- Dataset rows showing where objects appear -
** BEGIN **
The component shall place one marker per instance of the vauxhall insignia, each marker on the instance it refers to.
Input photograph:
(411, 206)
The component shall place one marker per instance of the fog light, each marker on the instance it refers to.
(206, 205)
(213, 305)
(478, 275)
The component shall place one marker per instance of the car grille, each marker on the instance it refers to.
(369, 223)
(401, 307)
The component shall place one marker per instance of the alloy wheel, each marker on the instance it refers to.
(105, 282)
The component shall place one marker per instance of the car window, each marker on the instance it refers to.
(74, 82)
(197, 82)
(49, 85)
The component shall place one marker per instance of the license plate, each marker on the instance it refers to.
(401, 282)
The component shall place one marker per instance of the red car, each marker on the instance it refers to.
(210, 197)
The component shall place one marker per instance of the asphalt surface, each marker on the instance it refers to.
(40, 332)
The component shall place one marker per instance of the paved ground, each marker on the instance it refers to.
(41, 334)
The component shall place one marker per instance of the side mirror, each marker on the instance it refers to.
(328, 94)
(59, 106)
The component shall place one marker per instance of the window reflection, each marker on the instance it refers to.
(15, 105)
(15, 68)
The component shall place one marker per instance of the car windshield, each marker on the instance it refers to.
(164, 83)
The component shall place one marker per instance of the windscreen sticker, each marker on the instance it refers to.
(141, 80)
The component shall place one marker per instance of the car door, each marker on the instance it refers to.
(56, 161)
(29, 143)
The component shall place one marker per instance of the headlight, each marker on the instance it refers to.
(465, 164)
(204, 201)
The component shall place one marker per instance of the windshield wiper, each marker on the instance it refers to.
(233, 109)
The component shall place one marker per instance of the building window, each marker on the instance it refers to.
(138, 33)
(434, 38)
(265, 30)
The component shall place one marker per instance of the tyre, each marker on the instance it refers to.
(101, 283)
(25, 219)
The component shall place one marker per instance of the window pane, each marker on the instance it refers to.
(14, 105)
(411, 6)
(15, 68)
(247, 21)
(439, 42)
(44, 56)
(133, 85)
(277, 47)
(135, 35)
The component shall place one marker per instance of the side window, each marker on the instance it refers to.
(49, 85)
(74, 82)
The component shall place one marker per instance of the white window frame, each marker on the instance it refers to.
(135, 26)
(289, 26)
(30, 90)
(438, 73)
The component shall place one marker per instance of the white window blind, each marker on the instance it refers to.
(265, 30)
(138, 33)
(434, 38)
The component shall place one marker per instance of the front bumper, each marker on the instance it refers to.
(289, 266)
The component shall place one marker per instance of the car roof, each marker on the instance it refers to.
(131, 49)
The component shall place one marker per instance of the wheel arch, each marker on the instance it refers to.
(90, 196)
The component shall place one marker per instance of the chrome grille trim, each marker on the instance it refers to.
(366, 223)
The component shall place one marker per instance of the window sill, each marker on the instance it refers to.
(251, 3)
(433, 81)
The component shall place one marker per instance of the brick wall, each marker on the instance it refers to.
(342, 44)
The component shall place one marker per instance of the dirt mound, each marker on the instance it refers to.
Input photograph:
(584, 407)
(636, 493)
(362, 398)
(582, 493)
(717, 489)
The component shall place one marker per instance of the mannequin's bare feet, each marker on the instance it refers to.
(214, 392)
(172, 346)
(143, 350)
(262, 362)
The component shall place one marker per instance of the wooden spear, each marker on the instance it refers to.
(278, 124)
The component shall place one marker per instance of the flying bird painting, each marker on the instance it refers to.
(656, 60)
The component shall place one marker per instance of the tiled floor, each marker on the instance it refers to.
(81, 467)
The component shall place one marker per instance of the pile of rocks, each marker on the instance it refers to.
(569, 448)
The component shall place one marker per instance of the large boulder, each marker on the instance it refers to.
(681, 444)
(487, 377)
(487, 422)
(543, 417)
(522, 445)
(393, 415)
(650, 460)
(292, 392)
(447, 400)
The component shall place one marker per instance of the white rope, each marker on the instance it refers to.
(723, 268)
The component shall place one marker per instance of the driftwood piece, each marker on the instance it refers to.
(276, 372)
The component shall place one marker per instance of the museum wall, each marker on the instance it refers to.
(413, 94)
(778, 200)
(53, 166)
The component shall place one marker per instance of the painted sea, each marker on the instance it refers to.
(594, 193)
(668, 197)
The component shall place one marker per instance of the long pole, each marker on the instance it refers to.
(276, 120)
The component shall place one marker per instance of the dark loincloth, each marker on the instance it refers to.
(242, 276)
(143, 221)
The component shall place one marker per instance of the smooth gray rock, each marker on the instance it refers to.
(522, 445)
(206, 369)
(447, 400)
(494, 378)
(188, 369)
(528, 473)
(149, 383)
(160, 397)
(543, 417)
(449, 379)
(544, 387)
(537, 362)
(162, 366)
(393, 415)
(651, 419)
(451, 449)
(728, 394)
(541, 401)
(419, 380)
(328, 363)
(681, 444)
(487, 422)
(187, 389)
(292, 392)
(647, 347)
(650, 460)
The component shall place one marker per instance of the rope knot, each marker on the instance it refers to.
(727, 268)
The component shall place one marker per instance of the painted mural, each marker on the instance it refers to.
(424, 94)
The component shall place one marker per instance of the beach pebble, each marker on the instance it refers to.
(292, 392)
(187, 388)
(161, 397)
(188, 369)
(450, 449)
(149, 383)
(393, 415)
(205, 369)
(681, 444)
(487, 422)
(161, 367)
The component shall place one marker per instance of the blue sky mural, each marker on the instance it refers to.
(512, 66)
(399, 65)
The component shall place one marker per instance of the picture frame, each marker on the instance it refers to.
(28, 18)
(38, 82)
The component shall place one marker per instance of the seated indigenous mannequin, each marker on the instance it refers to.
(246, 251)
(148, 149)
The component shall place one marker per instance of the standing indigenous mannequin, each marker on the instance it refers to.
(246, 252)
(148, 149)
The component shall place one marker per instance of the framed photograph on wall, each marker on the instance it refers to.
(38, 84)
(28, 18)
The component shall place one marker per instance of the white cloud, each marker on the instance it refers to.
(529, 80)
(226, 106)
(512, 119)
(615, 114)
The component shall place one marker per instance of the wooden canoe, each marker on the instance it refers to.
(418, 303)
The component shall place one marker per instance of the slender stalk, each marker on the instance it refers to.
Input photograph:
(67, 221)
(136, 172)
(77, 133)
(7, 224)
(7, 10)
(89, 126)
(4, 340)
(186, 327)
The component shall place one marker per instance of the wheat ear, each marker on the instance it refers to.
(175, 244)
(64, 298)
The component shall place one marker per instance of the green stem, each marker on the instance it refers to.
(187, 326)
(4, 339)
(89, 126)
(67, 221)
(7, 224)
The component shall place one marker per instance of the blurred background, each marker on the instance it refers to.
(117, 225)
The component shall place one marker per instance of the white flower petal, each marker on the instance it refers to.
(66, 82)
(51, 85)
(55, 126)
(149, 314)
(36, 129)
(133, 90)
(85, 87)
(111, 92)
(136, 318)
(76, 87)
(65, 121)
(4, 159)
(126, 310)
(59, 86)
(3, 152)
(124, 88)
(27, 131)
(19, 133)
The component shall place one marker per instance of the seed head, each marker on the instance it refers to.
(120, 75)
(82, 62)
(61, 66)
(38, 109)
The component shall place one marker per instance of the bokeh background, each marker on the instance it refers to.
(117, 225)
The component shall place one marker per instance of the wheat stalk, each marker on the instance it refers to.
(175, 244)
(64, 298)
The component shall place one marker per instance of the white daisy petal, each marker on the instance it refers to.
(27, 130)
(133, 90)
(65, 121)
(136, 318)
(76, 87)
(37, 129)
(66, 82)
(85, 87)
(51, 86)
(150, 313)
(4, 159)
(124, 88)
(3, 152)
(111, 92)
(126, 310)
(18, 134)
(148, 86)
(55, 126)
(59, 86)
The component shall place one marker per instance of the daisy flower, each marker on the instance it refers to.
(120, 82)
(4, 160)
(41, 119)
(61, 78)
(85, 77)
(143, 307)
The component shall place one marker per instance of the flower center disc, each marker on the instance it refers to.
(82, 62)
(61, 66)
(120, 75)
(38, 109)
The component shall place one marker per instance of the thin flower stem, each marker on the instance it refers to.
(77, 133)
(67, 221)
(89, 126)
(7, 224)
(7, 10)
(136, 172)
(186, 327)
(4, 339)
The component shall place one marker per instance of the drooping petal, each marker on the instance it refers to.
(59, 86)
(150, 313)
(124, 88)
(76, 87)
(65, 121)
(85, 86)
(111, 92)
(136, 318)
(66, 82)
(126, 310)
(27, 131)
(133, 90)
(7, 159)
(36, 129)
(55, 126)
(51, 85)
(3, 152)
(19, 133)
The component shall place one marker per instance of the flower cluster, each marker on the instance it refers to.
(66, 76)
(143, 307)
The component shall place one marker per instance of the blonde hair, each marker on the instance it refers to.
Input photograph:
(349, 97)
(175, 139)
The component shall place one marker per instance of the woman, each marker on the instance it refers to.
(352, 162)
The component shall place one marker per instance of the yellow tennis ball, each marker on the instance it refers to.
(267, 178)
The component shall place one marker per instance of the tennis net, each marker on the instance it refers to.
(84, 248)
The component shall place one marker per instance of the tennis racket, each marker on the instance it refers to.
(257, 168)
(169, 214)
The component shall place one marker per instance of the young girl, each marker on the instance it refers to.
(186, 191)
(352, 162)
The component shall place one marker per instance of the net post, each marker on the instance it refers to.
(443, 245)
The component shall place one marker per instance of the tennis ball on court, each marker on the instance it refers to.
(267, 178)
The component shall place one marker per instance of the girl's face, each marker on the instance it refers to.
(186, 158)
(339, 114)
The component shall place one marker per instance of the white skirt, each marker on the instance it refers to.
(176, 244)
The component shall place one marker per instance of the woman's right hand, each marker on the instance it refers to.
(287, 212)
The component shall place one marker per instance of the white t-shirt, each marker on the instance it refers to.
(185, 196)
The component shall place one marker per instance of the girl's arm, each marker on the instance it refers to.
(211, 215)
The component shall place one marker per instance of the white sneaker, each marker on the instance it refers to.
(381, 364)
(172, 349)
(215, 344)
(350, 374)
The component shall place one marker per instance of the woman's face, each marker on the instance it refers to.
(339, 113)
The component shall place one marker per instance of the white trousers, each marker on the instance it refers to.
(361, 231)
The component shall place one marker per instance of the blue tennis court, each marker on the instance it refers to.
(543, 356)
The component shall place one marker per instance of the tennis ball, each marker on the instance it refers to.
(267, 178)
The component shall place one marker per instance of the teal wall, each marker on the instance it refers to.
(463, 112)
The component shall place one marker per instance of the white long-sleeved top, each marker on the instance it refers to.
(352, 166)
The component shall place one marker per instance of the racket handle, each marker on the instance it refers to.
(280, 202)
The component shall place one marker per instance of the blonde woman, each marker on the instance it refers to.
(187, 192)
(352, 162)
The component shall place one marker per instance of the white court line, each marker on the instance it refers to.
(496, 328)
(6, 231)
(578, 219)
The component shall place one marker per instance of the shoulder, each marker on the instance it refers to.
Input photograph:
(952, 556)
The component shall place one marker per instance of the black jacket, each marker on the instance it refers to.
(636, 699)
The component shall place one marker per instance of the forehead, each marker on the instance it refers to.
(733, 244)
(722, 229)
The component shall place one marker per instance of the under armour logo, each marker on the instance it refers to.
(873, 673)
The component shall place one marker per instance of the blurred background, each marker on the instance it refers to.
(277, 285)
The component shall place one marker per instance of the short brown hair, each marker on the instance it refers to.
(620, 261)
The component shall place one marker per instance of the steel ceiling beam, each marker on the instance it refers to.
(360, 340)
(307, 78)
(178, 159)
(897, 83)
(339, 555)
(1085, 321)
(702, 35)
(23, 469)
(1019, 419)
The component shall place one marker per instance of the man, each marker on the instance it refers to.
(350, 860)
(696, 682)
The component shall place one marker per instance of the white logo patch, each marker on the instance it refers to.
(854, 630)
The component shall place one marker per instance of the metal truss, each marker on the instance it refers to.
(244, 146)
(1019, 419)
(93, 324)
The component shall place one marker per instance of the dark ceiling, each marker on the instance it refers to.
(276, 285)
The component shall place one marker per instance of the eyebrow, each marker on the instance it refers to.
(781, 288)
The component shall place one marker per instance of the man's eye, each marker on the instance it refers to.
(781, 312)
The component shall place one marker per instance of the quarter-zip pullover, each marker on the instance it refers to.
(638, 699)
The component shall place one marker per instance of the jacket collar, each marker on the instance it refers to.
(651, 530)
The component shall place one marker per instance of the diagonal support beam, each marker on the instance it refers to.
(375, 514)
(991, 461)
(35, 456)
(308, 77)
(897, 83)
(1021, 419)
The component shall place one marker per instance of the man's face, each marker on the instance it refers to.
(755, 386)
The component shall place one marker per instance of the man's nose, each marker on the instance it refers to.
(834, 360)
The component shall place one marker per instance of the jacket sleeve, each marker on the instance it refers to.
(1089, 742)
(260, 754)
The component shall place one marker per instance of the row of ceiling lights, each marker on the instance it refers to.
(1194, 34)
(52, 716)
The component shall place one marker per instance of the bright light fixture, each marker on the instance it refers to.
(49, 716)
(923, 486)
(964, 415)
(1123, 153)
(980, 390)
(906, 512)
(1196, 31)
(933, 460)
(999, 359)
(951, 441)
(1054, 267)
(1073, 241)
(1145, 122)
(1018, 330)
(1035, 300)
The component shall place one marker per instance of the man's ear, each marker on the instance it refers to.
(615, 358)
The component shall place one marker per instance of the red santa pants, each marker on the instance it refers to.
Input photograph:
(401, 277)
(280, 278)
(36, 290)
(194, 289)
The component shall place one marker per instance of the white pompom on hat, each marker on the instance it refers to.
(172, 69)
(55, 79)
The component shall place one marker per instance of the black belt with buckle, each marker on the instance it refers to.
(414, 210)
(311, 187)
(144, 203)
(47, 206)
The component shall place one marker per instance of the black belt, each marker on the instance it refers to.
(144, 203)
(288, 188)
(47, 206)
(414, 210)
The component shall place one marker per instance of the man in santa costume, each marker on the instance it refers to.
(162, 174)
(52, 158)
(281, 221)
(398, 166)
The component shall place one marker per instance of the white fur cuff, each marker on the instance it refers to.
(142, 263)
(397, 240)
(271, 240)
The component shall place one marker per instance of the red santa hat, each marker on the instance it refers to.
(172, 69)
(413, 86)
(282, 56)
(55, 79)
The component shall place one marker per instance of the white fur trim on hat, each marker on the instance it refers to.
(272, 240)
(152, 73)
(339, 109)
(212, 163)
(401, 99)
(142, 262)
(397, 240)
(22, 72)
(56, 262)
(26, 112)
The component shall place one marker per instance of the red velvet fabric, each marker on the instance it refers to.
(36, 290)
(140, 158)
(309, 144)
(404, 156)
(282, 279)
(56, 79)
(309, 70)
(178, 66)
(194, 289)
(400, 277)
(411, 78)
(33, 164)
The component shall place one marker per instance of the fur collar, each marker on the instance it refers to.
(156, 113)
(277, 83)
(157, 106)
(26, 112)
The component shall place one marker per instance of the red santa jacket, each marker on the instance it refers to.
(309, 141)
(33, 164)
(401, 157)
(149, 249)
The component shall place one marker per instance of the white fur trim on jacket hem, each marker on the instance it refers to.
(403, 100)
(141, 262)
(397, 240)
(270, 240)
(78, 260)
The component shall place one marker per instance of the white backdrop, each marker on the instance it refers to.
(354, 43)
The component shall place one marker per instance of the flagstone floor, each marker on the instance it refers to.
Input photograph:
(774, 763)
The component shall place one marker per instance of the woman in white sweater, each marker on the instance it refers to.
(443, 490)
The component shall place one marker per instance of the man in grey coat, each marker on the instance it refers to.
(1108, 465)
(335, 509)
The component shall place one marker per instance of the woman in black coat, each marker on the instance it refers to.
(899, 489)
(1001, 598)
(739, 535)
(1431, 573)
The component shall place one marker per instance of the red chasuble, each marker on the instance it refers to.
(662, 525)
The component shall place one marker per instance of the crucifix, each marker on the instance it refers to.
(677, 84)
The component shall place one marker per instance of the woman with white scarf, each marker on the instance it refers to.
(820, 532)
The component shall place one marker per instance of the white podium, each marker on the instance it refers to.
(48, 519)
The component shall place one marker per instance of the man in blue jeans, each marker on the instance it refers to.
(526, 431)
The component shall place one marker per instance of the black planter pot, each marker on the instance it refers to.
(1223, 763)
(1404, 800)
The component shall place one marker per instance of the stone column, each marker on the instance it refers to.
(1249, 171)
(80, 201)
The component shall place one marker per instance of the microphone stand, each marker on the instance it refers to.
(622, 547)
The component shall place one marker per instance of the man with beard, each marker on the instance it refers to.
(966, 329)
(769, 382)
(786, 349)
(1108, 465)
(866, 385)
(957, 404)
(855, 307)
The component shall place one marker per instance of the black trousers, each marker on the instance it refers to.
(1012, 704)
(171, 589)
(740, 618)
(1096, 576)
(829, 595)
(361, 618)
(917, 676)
** END **
- Task to complete -
Output the lines from the one containing "of the microphone" through the end of the records, inclusive, as a Markdown table with columns Row and Text, omitting blank lines.

- Solved problem -
| Row | Text |
|---|---|
| 1 | The component shall place one marker per instance of the microphone stand, each marker on the instance it refers to. |
| 2 | (622, 547) |
| 3 | The component shall place one marker per instance of the man with beard, each marker on the instance it refers to. |
| 4 | (966, 329) |
| 5 | (769, 382) |
| 6 | (786, 349) |
| 7 | (1108, 465) |
| 8 | (866, 385) |
| 9 | (957, 404) |
| 10 | (855, 307) |
| 11 | The component shall place one marker per instance of the black trousers, each marker on the instance it refers to. |
| 12 | (1012, 704) |
| 13 | (171, 589) |
| 14 | (740, 618) |
| 15 | (1096, 576) |
| 16 | (829, 595) |
| 17 | (361, 618) |
| 18 | (917, 676) |